= Things to do =
**1)** Summarize the text on clinical trials for recurring conditions in two sentences.
**2)** Please carry on the text on clinical trials for recurring conditions from its last sentence.

Many chronic conditions—such as migraines and asthma—manifest as events that occur repeatedly over time. Clinical trials to investigate treatments for such conditions often involve repeated treatments over the study period, resulting in outcome data that are recorded as a sequence of treatment successes and failures for each participant. These data are similar to classic longitudinal data in that there are repeated measurements taken on a participant over time, but different because the number of data points varies for each participant for reasons other than the participant dropping out of the study. It is well known that the analysis strategy for repeatedly measured data should account for the correlation that exists between the successes/failures for a single individual. What has been less clear is whether applying standard analysis strategies is correct when the number of data points varies randomly across the individuals.

= Information provided =
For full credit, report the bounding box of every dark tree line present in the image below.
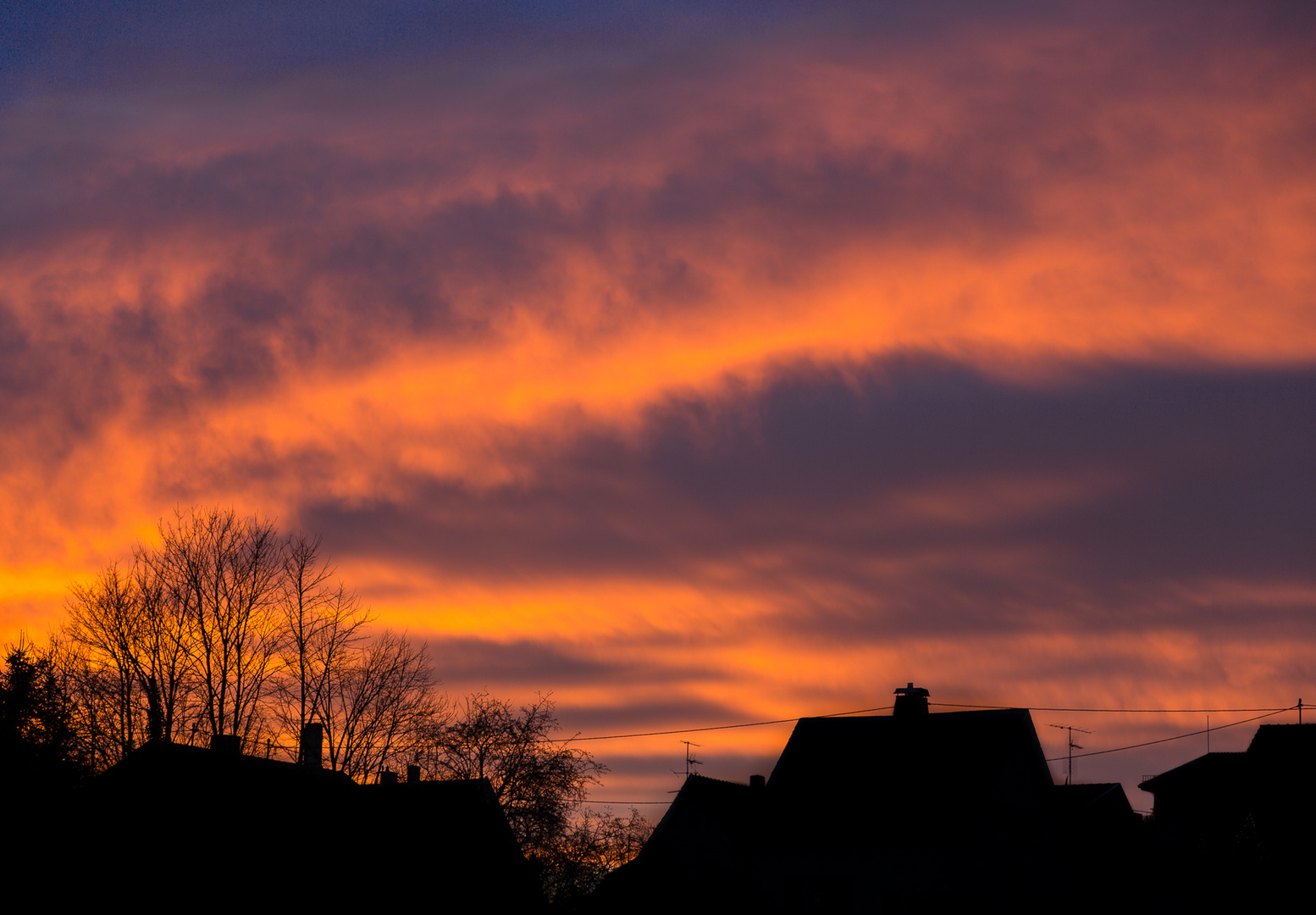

= Outputs for the tasks =
**1)** Chronic conditions such as migraines and asthma recur over time, so trials of their treatments often produce, for each participant, a sequence of treatment successes and failures whose length varies for reasons other than dropping out of the study. Analyses of such data are known to need to account for the correlation among one person's outcomes, but it has been less clear whether standard strategies are correct when the number of data points varies randomly across individuals.

**2)**
Pullenayegum and Cook now show that in studies of episodic events, the mechanisms that lead to varying amounts of data on each participant differ enough from conventional dropout mechanisms that traditional longitudinal analysis methods, such as generalized estimating equations (GEEs) or analysis of the average response, lead to biased results. Fortunately, they show that other existing but less standard approaches offer solutions to the two major statistical issues: (i) participants that experience the most events are different than those with fewer events, and (ii) the effect of treatment changes over time, and thus those with more events have more (or less) favorable outcomes. Pullenayegum and Cook show that if these characteristics differ between the treatment and control groups, classic analyses can fail miserably. Two of the alternative analysis strategies they show to have better performance include cluster-based resampling, in which the resampling is such that a single measurement is randomly drawn from each subject and analyzed with standard analysis methods, and weighted GEE, in which the probability of the number of measurements is incorporated into the analysis.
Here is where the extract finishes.